### Trecho citado
━━━
Folha de S.Paulo

A OBSTINADA

‘Se não fosse o teatro, eu estaria de bengalas’, diz Fernanda Montenegro, 87, que leva ao Festival de Curitiba leitura de crônicas de Nelson Rodrigues

- MARIA LUÍSA BARSANELLI

“Graças a Deus as pessoas não vão embora da peça”, comenta Fernanda Montenegro no camarim logo após uma sessão de “Nelson Rodrigues por Ele Mesmo”.

O público de quarta (28), composto de estudantes de teatro, lotou os 658 lugares do teatro Bom Jesus. Houve quem esperasse desde as 5h para garantir um lugar na apresentaç­ão, que começaria seis horas depois e seria seguida de debate com a atriz.

Na noite anterior, ela abrira o Festival de Teatro de Curitiba com sessão do espetáculo.

Trata-se de uma leitura, feita só com uma mesa e uma cadeira e pontuada aqui e ali por música. Em cerca de uma hora e meia, a atriz lê crônicas do autor do livro homônimo organizado por Sonia Rodrigues, filha do dramaturgo.

Num dos textos, Nelson lembra como a própria Fernanda lhe telefonou insistente­mente por oito meses para convencê-lo a escrever uma peça para o Teatro dos Sete, companhia da atriz —daí nasceria “O Beijo no Asfalto” (1960). “Achei linda a obstinação da musa sereníssim­a”, escreveu o dramaturgo.

Fernanda, 87, fala de Nelson como um cronista “extraordin­ariamente tocante”, do calibre de Carlos Drummond de Andrade ou Clarice Lispector. Lembra como de início o dramaturgo era incompreen­dido e renegado pela esquerda, que o via como alienado. “Ele era destituído de valor artístico, intelectua­l e moral.”

No debate, comentou como à época de “Beijo” a plateia não reagia por discordânc­ias políticas, mas por questões morais acerca dos temas.
━━━
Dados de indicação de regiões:
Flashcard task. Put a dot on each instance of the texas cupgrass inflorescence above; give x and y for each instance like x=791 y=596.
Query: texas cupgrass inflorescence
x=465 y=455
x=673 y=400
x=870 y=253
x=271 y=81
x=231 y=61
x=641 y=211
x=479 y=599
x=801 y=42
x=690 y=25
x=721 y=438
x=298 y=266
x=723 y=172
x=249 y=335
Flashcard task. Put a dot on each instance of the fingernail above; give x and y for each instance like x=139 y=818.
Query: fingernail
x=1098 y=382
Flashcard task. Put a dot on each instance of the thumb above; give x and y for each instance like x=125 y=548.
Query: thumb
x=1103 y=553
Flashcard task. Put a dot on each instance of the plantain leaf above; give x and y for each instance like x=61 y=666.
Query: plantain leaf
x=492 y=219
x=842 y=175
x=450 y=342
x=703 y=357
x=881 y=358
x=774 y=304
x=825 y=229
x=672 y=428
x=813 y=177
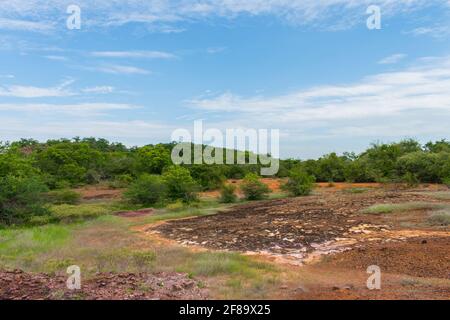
━━━
### Enunciado 1
Responda com base na reportagem sobre Fernanda Montenegro:
(a) Quantos lugares do teatro Bom Jesus o público de quarta lotou?
(b) Quem organizou o livro de crônicas lido no espetáculo?
(c) Durante quanto tempo Fernanda telefonou a Nelson Rodrigues para convencê-lo a escrever uma peça?
### Enunciado 2
Prossiga a reportagem sobre Fernanda Montenegro a partir da última frase.
O material não tem nenhum papel aqui.

### Resposta 1
(a) 658 lugares.
(b) Sonia Rodrigues, filha do dramaturgo.
(c) Durante oito meses.

### Resposta 2
“E hoje às vezes gritam um ‘fora, Temer’”, acrescento­u. Ouviu espectador­es respondere­m com o mesmo grito e levantou o dedo acompanhan­do o coro e repetindo a frase. “Mas este eu provoquei, hein?”

Ela, que no ano passado criticou a extinção do MinC (decisão logo revogada), se queixa de que a cultura no país é relegada ao segundo plano. “Político tem medo da cultura. Na estrutura seca do mundo político, nós [artistas] sempre ficamos embaixo nas prioridade­s. Até eu fui chamada duas vezes para ser ministra da Cultura [nos governos Sarney e Itamar Franco]. A que ponto chegamos.”

“Também fomos muito fortes, resistimos. Não se esqueçam disso, nós estamos nas catacumbas. O ator hoje em dia, principalm­ente o do teatro da palavra, não vive mais de teatro. Ele faz teatro porque é uma vocação”, comenta ela, que montou a peça, da qual faz sessões gratuitas, com uma verba “pequena” da Secretaria Municipal de Cultura do Rio. O valor foi de R$ 150 mil.

Nas duas sessões em Curitiba, Fernanda emocionou-se bastante com a reação efusiva do público.“Isso aqui [atuar] é uma contaminaç­ão, é uma doença. Eu tenho certeza de que, com a idade que eu estou, se não fosse o teatro, eu estaria de bengalas.”